* [Work instruction] Continue the article on Ohio State's Development Internship for Career Exploration program from its final paragraph.

* [Excerpt]
● ● ● ● ● ● ●

By Christina Drain
Fundraising is the life-blood of any nonprofit organization, including universities. Ohio State Development professionals are supplying real-life experience through the Development Internship for Career Exploration program this summer to nine students with an interest in eventually working for a nonprofit.
The program, in its fourth year, is coordinated by Ann Metzler, manager of training at the OSU Foundation. During the nine-week program, students spend Mondays in the classroom learning the basics of Advancement, professional development, resume writing, networking and meeting effectiveness, then another 16 hours during the week as a paid intern in one of the university’s Advancement offices or colleges.
The goals are three-fold, according to Metzler: to allow the student to work on a resume-worthy project; to have professional development guidance and assistance; and to have a working knowledge of development at the Foundation and Advancement.
“The benefit to the university and to our departments specifically is creating a pipeline of young professionals that are knowledgeable and may be interested in doing this for a living,” Metzler said.
Of the 27 students who have gone through the program in the last three years, seven have gone on to full-time employment at Ohio State.
“We want really good candidates to go into the field of Advancement after graduation, so this is a good way for them to get their feet wet and find out if this is something they want to do,” said Jenny Bergman, assistant director of Stewardship and Alumni Affairs at the College of Veterinary Medicine. “We take our intern to meetings, she’s gone on development donor visits with us, we’ve pulled her into a lot of communication stuff, so it’s really our effort to make sure that the right people get into the field.”
Christine Kaiser, a Strategic Communication major in the College of Arts and Sciences, was assigned to the College of Veterinary Medicine. She was tasked to write a social media plan to market the veterinary hospital, college and new clinic in Dublin.
“Our project centered on how, with a limited staff, can we make social media sustainable,” Bergman said. “It’s very time-consuming to maintain, so how can we keep it sustainable when she leaves.”
Kaiser used HootSuite to schedule a year’s worth of seasonal posts to Facebook and Twitter, designed to inform animal owners of dangers during the holidays, among other topics.
Erin Kaminski, a Public Affairs major with a specialization in Nonprofit Management at the John Glenn School of Public Affairs, was assigned to Donor Relations. Her project involved planning fundraising events for the Advancement Peloton riding in Pelotonia, which funds cancer research at Ohio State. She hopes to work for a cancer-based nonprofit as a fundraiser after graduation.
“Erin has done a rock-star job managing the team,” said Marie Gibbons, stewardship services manager at the Foundation. “She was tasked with planning three small fundraising events, but she has planned more than that. She organized food-truck lunch events and one major fundraising event. She’s written two more proposals for events, and I think they’re both on track for happening.”

● ● ● ● ● ● ●

* [Given entries]
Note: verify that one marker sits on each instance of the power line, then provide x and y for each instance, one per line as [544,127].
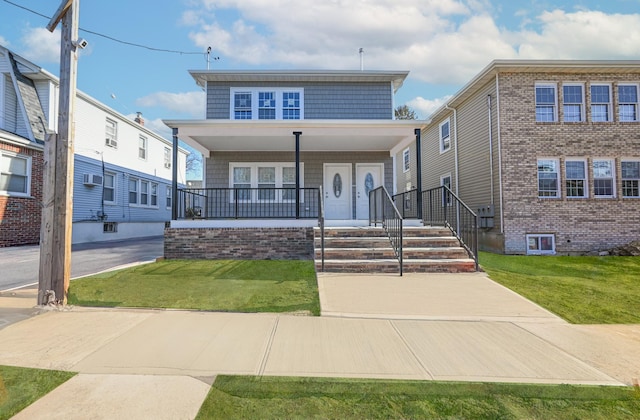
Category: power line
[132,44]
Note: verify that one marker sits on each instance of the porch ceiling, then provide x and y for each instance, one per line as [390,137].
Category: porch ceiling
[317,135]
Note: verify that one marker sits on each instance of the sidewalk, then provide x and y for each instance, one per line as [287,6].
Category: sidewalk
[159,363]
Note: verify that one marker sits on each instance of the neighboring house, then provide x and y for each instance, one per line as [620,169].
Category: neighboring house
[546,152]
[272,140]
[123,171]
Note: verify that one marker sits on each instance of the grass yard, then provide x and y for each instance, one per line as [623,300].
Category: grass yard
[235,397]
[20,387]
[211,285]
[582,290]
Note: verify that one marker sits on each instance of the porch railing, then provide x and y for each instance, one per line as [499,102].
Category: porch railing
[382,210]
[441,207]
[247,203]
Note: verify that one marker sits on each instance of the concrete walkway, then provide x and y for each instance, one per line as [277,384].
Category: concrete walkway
[160,363]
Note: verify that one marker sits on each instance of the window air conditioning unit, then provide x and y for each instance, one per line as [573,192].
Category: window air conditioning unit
[92,179]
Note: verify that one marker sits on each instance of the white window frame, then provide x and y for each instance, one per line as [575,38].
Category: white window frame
[254,94]
[111,139]
[27,175]
[623,117]
[254,181]
[406,160]
[608,104]
[566,103]
[585,179]
[445,141]
[538,250]
[556,163]
[113,176]
[612,177]
[143,143]
[553,105]
[630,179]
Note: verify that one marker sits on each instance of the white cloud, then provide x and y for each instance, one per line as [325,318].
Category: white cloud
[41,46]
[191,103]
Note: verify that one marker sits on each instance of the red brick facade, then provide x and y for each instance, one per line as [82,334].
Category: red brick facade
[20,216]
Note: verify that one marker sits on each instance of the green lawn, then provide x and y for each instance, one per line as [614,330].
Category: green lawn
[212,285]
[238,397]
[582,290]
[20,387]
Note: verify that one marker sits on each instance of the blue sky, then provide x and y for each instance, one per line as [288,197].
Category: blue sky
[443,43]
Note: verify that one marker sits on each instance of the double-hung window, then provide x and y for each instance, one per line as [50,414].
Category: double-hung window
[600,103]
[573,102]
[15,174]
[548,178]
[445,136]
[267,104]
[546,102]
[631,178]
[604,178]
[576,178]
[628,103]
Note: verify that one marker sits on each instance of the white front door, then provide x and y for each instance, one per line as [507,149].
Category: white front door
[368,178]
[337,191]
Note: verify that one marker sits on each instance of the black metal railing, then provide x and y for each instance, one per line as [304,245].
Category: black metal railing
[247,203]
[441,207]
[382,210]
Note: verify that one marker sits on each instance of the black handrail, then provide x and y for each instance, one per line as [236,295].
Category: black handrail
[383,210]
[441,207]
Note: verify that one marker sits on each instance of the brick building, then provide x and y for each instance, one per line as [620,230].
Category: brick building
[546,152]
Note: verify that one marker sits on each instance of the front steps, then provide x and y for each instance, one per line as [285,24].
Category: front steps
[368,250]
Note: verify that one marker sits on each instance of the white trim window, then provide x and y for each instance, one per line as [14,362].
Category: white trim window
[548,179]
[264,181]
[109,188]
[15,174]
[406,160]
[575,178]
[631,178]
[142,147]
[628,102]
[111,133]
[266,104]
[541,244]
[600,102]
[445,135]
[573,102]
[604,184]
[546,102]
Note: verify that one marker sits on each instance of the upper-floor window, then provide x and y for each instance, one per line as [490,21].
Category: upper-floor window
[267,104]
[548,178]
[573,102]
[406,160]
[628,102]
[445,136]
[111,133]
[142,147]
[600,103]
[631,178]
[604,178]
[546,102]
[15,174]
[576,178]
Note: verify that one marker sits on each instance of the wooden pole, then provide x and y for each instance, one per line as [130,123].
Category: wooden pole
[55,267]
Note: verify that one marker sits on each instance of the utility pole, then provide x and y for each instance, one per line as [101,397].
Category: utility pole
[57,212]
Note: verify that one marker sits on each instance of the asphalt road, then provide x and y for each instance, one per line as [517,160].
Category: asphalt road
[19,265]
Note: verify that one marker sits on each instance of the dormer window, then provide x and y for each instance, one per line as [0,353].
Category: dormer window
[267,104]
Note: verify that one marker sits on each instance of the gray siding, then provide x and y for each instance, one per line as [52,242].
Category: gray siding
[321,100]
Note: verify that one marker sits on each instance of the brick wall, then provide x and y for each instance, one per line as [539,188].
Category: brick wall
[20,216]
[579,224]
[239,243]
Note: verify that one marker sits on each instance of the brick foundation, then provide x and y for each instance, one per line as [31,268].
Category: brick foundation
[239,243]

● ● ● ● ● ● ●

* [Response to this task]
Gibbons, as team captain of the Advancement peloton, had been working in fundraising around her job.
“I thought if I could get a DICE intern to do that, it would take some of the responsibility off me, and it would be a wonderful learning opportunity for them,” she said. “It’s been very rewarding. I’ve always had students working with me part-time, but I never considered that I was managing them because I never gave them goals and never wrote reviews of their work. So I’m learning specific management skills as well.”
Four of the nine students in the program are studying at the John Glenn School of Public Affairs. Amanda Girth, instructor for both the undergraduate and graduate nonprofit management classes, says the community nonprofit experience is best learned by being embedded in an organization.
“We’re thrilled to have so many students that are participating in the DICE program this year,” Girth said. “I believe very strongly in internships for two reasons: Networking — meeting people in the industry and getting familiar with the workplace; but, even more importantly, getting those real-world skills that students can only get from being in a workplace. We find that having had an internship is one of the most important determinants for getting a job after graduation.”
Girth said almost all of the students she has had in the nonprofit management classes have had internships, either through Ohio State or in the community.
“It’s really great from an instructor’s perspective to have students that are working with organizations, particularly when you are teaching management, financial management, government, strategic management and marketing,” Girth said. “They’re not going to have experience in all those different elements, but they will have experience in some of them, and they will understand the nuances of the workplace.”